_THE PROBLEM:_ If a line in the entries includes "find", show that line.
════════════════
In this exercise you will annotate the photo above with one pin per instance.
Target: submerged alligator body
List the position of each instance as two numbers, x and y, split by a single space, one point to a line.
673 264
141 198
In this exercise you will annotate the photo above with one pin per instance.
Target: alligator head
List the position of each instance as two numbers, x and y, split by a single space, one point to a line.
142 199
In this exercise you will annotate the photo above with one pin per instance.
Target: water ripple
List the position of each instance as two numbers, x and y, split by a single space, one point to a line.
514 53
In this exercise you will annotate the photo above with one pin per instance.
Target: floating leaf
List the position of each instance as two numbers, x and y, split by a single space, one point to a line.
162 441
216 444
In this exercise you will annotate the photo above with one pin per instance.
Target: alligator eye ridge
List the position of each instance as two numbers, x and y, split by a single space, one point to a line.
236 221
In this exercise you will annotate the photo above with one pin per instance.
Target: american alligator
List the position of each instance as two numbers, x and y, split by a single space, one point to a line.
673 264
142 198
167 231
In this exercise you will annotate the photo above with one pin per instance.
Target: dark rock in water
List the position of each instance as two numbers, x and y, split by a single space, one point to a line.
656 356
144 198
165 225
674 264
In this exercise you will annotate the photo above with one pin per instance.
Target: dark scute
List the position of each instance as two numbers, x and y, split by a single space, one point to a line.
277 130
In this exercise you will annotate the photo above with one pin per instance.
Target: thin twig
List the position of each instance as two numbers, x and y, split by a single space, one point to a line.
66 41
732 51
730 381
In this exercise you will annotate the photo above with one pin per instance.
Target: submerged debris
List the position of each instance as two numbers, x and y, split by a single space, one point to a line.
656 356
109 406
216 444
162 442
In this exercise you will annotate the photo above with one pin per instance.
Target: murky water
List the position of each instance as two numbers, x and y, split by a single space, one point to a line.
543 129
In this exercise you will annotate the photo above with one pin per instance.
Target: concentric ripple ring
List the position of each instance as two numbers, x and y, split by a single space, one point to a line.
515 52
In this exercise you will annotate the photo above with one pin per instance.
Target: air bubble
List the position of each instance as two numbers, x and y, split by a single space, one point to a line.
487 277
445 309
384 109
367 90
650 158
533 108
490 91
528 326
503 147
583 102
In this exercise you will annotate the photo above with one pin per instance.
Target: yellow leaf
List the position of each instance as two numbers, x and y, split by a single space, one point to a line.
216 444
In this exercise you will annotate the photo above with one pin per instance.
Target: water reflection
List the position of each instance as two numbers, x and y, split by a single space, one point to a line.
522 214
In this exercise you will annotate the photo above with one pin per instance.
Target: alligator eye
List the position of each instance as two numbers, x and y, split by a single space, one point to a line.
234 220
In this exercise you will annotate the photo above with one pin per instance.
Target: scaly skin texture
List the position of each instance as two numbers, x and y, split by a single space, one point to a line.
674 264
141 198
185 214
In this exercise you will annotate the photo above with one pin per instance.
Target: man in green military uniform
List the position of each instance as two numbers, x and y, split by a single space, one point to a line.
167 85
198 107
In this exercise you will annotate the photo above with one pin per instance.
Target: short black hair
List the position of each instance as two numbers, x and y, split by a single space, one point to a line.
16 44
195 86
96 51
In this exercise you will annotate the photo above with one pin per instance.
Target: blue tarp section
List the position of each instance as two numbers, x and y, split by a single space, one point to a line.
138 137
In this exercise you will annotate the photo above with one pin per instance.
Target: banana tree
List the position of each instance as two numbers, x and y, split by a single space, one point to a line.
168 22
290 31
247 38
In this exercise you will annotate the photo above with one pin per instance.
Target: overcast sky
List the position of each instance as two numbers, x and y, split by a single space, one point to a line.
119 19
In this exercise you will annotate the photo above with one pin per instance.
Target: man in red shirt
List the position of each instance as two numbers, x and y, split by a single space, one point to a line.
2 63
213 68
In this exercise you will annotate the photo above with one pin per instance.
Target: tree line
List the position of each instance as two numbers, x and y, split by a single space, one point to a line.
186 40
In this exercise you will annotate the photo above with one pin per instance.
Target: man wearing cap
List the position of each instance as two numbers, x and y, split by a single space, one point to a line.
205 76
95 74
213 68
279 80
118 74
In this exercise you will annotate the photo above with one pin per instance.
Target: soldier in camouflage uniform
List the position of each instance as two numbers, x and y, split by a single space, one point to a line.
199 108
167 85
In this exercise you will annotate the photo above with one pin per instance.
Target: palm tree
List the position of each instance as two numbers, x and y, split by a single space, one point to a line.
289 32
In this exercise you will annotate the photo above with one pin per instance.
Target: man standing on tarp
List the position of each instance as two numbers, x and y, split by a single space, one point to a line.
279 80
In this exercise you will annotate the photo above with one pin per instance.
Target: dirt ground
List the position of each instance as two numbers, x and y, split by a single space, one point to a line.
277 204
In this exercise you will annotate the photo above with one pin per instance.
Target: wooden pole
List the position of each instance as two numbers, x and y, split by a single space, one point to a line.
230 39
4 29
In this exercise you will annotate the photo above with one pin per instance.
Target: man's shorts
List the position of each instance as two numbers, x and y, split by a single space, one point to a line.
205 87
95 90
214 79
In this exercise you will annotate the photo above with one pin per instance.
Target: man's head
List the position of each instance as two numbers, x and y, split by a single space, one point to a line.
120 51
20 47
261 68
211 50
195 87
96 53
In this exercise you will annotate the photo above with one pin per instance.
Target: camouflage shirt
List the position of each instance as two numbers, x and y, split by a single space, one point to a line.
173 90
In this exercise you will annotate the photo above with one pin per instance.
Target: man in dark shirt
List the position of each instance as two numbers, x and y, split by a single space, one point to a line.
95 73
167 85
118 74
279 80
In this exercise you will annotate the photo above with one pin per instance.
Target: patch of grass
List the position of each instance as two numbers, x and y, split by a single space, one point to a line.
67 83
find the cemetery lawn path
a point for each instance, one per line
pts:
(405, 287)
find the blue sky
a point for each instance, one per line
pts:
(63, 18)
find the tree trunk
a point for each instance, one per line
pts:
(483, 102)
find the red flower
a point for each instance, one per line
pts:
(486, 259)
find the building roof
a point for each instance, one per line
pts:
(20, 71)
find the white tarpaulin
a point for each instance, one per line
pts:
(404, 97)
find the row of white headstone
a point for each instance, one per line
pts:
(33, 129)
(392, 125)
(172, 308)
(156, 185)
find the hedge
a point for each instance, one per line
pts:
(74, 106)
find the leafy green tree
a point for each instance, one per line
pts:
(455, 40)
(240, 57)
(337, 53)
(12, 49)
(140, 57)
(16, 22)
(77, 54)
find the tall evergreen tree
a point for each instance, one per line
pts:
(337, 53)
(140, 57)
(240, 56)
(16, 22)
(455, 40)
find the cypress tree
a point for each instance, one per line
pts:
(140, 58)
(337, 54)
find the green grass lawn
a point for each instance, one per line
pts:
════════════════
_SOLUTION TO THIS EXERCISE:_
find the cemetery lawn path
find the blue sky
find the tree trunk
find the red flower
find the building roof
find the white tarpaulin
find the row of white headstone
find the hedge
find the leafy green tree
find the tall evergreen tree
find the cypress tree
find the green grass lawn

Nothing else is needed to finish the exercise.